Document extract »
⟨

The next proposition in The Lost World of the Flood by Tremper Longman III and John Walton puts it on the line. The flood was a real, devastating, event that lived in human memory in the ancient Near East. But it was a local flood not a global flood.
The author, narrator, of Genesis intentionally portrays the flood as a global flood making rhetorical use of hyperbole to convey an inspired and essential theological message.
The flood is used as a character in a story. As we read and study the story we are not called to consider the scientific feasibility of the flood, to search for geological evidence for the flood, to design a seaworthy boat capable of holding the necessary pairs of animals, or to identify the specific mountain on which the ark rests. This is colossal example of missing the point. Nor should we save the text by demonstrating that the author/narrator intended to describe a local flood. To do so diminishes the point the author was making through the intentional use of rhetorical hyperbole.
There are a number of significant elements to the story of the flood. One traditional interpretation of the flood story focuses on judgment, God’s judgment on sinful disobedience. This interpretation was developed in Jewish thinking and writing in the centuries leading up to the New Testament period. Echoes of this Jewish context and interpretation are found in New Testament references to the flood. An alternative interpretation focuses on the use of cosmic waters to obliterate disorder (evil and violence) and re-establish order in creation. These interpretations are not mutually exclusive and several ideas can be at play in the story. We should focus on the theological impact of the flood story and the way it is interpreted and used.
From Tremper and John:
The important point that we are making is that the literary-theological interpretation of the passage … takes precedence over the compulsion many feel to reconstruct the event itself. We contend, instead, the interpretation of the event by the biblical author takes pride of place and demands our intention as interpreters. (p. 95)

⟩

Assigned task 1 »
According to the text on the flood story, what are readers not called to do as they read and study it? List each.
Assigned task 2 »
Write out the part of the text on the flood story that begins at the words "From Tremper and" and stops after the words "interpreters. (p. 95)".
Assigned task 3 »
Answer these questions from the text on the flood story:
(a) What rhetorical device does the author of Genesis use to portray the flood as global?
(b) According to the alternative interpretation, what are the cosmic waters used for?
(c) What page number is given for the quoted passage?

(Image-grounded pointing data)
⟨

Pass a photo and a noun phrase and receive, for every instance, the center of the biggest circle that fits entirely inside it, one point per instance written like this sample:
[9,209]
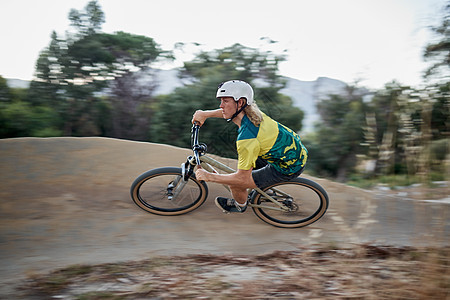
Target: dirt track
[66,200]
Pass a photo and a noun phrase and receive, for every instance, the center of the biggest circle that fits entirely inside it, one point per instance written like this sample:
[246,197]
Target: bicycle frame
[208,163]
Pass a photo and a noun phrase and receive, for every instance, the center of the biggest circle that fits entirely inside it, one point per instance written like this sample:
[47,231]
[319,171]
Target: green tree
[439,52]
[71,72]
[336,142]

⟩

Exercise answer 1 »
- Consider the scientific feasibility of the flood
- Search for geological evidence for the flood
- Design a seaworthy boat capable of holding the necessary pairs of animals
- Identify the specific mountain on which the ark rests

Exercise answer 2 »
From Tremper and John:
The important point that we are making is that the literary-theological interpretation of the passage … takes precedence over the compulsion many feel to reconstruct the event itself. We contend, instead, the interpretation of the event by the biblical author takes pride of place and demands our intention as interpreters. (p. 95)

Exercise answer 3 »
(a) Hyperbole.
(b) To obliterate disorder (evil and violence) and re-establish order in creation.
(c) Page 95.